● **Task to complete**: Nothing but the lines from the one containing "Can you tell me where the window frame" through the end of the entries should be set down, each exactly as written.

Saved data entries
- - -
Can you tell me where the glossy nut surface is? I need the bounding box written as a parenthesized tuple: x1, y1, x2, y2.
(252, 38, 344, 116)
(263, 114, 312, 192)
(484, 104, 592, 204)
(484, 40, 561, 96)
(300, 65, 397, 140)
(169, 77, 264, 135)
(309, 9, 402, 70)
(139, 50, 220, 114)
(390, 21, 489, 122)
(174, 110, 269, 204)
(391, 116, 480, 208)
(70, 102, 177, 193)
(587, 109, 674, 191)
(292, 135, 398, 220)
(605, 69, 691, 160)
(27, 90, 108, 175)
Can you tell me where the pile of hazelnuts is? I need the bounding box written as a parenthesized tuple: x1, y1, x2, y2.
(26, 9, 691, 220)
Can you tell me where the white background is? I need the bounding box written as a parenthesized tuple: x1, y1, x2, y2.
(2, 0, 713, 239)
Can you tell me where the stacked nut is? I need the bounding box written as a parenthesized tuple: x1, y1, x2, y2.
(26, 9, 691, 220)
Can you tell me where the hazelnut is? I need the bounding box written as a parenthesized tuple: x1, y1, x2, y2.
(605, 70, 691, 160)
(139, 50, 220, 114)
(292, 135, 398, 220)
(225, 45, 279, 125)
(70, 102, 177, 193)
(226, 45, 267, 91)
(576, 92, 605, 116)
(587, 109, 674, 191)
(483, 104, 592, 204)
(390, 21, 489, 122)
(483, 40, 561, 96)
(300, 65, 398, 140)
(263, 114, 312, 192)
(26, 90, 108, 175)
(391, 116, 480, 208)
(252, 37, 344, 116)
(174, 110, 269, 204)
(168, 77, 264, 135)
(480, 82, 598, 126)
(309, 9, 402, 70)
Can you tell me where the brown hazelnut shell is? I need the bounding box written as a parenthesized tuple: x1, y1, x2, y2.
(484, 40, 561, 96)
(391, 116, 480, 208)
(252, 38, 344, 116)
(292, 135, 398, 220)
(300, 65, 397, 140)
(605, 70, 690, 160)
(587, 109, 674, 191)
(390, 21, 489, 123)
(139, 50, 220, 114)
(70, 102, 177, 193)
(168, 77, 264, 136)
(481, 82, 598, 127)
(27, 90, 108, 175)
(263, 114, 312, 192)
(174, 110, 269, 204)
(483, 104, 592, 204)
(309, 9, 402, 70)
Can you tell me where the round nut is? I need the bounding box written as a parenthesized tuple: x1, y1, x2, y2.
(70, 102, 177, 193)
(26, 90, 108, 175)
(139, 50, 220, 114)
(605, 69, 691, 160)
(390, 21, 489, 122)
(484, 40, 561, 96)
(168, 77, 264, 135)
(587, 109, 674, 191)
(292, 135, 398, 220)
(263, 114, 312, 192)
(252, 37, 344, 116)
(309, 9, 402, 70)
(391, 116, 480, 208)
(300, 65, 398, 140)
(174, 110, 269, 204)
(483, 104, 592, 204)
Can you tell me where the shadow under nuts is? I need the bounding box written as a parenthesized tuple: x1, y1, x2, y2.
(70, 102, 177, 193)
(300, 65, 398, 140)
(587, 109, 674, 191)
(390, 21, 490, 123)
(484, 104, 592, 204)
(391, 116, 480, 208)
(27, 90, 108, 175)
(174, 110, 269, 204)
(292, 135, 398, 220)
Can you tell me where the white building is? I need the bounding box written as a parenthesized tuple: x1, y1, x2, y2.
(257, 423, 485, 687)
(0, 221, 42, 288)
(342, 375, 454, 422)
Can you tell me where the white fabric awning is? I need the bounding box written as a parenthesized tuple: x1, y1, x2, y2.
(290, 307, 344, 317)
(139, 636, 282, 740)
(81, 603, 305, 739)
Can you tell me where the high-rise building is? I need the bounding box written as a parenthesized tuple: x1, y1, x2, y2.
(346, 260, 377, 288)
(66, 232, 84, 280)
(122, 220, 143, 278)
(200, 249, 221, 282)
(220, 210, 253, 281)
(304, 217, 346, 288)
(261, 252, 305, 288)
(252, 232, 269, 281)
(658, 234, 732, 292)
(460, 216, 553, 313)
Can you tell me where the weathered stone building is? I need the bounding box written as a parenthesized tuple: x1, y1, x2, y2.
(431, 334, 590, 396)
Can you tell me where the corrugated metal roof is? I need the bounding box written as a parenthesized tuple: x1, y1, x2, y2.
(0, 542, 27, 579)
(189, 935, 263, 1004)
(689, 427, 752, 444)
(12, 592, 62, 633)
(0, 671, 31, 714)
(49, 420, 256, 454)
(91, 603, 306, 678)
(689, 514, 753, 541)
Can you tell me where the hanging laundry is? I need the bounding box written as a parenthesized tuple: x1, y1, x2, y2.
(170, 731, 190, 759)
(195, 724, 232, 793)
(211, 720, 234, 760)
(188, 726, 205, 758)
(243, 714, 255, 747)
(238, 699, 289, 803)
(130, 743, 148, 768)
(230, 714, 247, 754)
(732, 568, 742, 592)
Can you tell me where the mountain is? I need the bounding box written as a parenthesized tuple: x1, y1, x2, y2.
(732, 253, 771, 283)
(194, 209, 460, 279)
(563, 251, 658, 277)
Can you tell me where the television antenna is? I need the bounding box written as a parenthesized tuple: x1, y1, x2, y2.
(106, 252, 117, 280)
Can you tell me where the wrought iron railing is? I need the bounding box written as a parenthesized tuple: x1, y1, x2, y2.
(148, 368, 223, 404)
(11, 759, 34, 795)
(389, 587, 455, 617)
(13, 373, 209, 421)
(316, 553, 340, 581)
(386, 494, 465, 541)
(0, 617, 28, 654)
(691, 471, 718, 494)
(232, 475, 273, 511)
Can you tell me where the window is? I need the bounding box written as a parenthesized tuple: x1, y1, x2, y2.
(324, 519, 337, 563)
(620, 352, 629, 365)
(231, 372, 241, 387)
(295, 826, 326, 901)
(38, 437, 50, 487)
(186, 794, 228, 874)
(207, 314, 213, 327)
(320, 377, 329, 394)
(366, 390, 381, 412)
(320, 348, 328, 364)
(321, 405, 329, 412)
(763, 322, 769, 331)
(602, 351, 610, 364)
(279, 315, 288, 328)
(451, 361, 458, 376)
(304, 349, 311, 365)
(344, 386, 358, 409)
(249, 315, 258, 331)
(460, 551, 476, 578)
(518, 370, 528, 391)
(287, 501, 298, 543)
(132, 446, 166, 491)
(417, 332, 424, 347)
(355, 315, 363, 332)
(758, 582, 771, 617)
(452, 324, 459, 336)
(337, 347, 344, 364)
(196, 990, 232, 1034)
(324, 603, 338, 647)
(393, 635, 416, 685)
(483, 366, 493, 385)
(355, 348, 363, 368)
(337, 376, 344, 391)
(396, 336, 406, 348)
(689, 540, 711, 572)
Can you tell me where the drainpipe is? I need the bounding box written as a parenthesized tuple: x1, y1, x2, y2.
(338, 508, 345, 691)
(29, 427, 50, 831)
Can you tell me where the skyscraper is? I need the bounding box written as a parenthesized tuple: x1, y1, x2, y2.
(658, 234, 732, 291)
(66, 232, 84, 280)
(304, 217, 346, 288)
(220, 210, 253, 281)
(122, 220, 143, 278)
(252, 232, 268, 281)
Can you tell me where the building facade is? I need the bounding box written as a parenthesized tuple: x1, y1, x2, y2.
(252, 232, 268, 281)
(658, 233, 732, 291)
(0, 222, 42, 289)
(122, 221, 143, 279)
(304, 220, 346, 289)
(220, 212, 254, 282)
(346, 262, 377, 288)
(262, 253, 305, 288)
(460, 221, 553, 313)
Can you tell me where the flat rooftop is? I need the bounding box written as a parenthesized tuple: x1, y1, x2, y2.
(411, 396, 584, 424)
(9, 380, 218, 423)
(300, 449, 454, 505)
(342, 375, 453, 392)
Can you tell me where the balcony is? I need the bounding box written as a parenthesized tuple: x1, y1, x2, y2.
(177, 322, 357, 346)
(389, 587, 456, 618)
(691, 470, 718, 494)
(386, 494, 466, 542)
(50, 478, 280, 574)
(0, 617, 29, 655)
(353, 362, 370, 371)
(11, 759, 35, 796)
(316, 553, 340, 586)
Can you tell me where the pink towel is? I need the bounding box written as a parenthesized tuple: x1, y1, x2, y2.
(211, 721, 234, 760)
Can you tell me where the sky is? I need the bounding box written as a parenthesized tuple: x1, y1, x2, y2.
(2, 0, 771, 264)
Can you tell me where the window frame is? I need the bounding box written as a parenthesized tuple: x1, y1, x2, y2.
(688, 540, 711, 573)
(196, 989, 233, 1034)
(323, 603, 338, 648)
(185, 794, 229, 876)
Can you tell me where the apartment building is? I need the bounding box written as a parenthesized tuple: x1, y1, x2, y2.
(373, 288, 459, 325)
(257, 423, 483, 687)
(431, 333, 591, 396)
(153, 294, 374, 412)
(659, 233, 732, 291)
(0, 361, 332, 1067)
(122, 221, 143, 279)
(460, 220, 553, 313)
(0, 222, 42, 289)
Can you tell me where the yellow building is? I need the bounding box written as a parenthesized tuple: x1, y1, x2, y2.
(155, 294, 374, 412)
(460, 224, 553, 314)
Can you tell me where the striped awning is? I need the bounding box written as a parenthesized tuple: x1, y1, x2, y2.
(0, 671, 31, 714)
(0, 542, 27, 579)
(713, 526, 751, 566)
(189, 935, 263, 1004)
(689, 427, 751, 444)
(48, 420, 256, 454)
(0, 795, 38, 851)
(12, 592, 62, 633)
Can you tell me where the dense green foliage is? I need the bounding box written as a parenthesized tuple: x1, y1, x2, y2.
- - -
● **Completed task**:
Can you tell me where the window frame is? I need the bounding box written as a parenthesized tuple: x1, y1, x2, y2.
(688, 540, 711, 573)
(196, 989, 233, 1034)
(323, 603, 338, 648)
(185, 794, 229, 876)
Can you tell me where the apartment building is? I need the bounding box written as a parenthesized tuple: x1, y1, x2, y2.
(373, 288, 459, 325)
(257, 423, 483, 687)
(431, 333, 591, 396)
(153, 294, 374, 412)
(659, 233, 732, 291)
(0, 361, 332, 1067)
(122, 221, 143, 279)
(460, 220, 553, 313)
(0, 222, 42, 289)
Can you tell me where the yellow building is? I need the bounding box written as a parenthesized tuple: x1, y1, x2, y2.
(155, 294, 374, 412)
(460, 224, 553, 314)
Can you tell me where the striped awning is? I need the bounding box written as a parenthesized tuple: x1, y1, x2, y2.
(0, 671, 31, 714)
(0, 542, 27, 579)
(713, 526, 751, 566)
(189, 935, 263, 1004)
(689, 427, 751, 444)
(48, 420, 256, 454)
(0, 795, 38, 851)
(12, 592, 62, 633)
Can you tell me where the dense green foliage is? I need the bounding box written as a parenthesized tuple: x1, y1, x2, y2.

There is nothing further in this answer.